Dataset items:
[Start of Attachment]

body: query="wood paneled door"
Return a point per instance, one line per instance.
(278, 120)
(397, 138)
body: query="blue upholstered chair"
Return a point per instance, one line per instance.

[End of Attachment]

To do: Each record, exactly as written, is to be printed again.

Task output:
body: query="wood paneled door"
Return a point per instance, one line per instance.
(278, 120)
(397, 138)
body: query="blue upholstered chair"
Return a point per instance, one line per instance.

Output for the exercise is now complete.